- **TAREFAS A REALIZAR**
(1) Responda às perguntas abaixo com base no texto sobre Virgínia Bicudo.
(a) Quem era o orientador de Virgínia Bicudo?
(b) Em que projeto foi posteriormente comprovada a ideia de que havia um conflito racial pouco ligado à classe?
(c) Qual obra de Oracy Nogueira é mencionada?
(2) Escreva a continuação do texto sobre Virgínia Bicudo a partir do ponto em que ele termina.
━━━ TEXTO DO EXERCÍCIO
No início da sua pesquisa sobre a produção sociológica de Virgínia Bicudo, Gomes relatou o incômodo por não conhecer uma mulher que, longe de ser alguém comum, era uma mulher negra que havia ascendido dentro da academia em pleno século XX (Gomes, 2013). O incômodo e o trabalho arqueológico de Janaína Gomes (2013), ao buscar o porquê dessa intelectual, como outras intelectuais negras, estar invisibilizada em meio à produção sociológica brasileira e mesmo norte-americana, mostra o papel importante desenvolvido por mulheres negras na construção das ciências sociais: o de subverter o status quo sociológico (Collins, 2016). Pelo estranhamento dessas mulheres a respeito de questões singulares para elas, novos problemas surgem nas teorias sociológicas, como é possível perceber pelos pontos de divergência entre o trabalho de Virgínia e outros produzidos à época.
Indo de encontro a Donald Pierson, seu orientador, que havia escrito em Brancos e Negros na Bahia: um estudo de contato racial que a ascensão social esmaecia o conflito racial, e intuindo que, ao menos em São Paulo, a ascensão social de pessoas negras não amenizava o conflito racial, Bicudo escreveu sua dissertação de mestrado. Tal iniciativa inaugurou o pensamento, posteriormente comprovado no Projeto UNESCO, de que havia sim um conflito racial e que ele pouco ou nada respondia à classe, como foi sacramentado por Oracy Nogueira em Preconceito de cor e de marca (Pierson, 1971; Bicudo, 2010).
━━━━━━
━━━ DADOS EXTRAÍDOS
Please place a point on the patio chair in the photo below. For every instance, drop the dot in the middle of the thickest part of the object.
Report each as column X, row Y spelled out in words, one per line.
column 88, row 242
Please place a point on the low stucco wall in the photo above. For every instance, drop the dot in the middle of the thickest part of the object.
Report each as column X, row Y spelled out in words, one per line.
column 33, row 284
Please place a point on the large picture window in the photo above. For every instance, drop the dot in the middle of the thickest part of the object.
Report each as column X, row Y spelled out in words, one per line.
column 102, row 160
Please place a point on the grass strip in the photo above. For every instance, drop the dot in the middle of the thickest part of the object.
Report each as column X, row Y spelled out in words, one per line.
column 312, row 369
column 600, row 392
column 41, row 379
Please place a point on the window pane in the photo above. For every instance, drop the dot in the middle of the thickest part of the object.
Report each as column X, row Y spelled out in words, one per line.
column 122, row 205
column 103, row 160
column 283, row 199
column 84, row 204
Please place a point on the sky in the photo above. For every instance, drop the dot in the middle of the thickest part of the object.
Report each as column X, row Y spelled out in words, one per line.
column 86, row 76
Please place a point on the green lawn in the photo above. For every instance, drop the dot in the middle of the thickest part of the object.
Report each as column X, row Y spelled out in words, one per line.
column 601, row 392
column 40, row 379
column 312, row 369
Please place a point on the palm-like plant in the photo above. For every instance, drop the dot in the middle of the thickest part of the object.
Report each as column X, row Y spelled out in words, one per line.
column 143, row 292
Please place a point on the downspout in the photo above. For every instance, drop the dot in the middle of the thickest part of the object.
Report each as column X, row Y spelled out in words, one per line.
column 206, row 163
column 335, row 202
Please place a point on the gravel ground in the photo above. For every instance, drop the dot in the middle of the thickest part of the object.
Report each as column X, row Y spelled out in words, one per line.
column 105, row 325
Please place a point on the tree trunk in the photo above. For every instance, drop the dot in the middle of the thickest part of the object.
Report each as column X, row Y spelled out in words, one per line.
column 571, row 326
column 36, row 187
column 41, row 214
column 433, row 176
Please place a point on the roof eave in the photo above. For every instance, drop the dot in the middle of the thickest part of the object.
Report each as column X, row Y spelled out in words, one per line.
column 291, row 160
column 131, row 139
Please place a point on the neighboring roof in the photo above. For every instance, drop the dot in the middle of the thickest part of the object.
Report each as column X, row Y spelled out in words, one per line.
━━━━━━
- **RESULTADOS DO EXERCÍCIO**
(1)
(a) O orientador de Virgínia Bicudo era Donald Pierson.
(b) A ideia foi comprovada no Projeto UNESCO.
(c) A obra mencionada é Preconceito de cor e de marca.

(2)
Segundo Bicudo, a ascensão social força a aquisição de uma maior consciência de cor, ou seja, o racismo torna-se mais palpável quanto mais os ambientes se tornam majoritariamente brancos (Bicudo, 2010). A compreensão inovadora que Bicudo apresentava na época vai ao encontro da afirmação de Collins (2016) de que o discurso sociológico foi enriquecido com os pontos de vista trazidos por mulheres negras, que desafiariam o insiderism, responsável por colocar a subjetividade de homens brancos no centro da produção do conhecimento, e que é um dos sintomas do racismo estrutural.
Segundo Gomes (2013), o desconhecimento sobre a existência de Virgínia Bicudo, na formação em ciências sociais, deve-se ao fato de que é comum pensar o surgimento da disciplina como ligado ao público masculino e, sobretudo, ao público masculino branco. Ao observarmos existências que rasuram essa ordem, como Guerreiro Ramos13 e Édison Carneiro,14 ainda que representem um deslocamento do discurso da branquitude, continuam a representar a prevalência masculina no campo (Gomes, 2013). Apesar de mais conhecidos que Bicudo, esses dois homens negros e baianos não têm o devido reconhecimento das suas contribuições, o que nos dá pistas da desigualdade racializada do campo epistêmico brasileiro.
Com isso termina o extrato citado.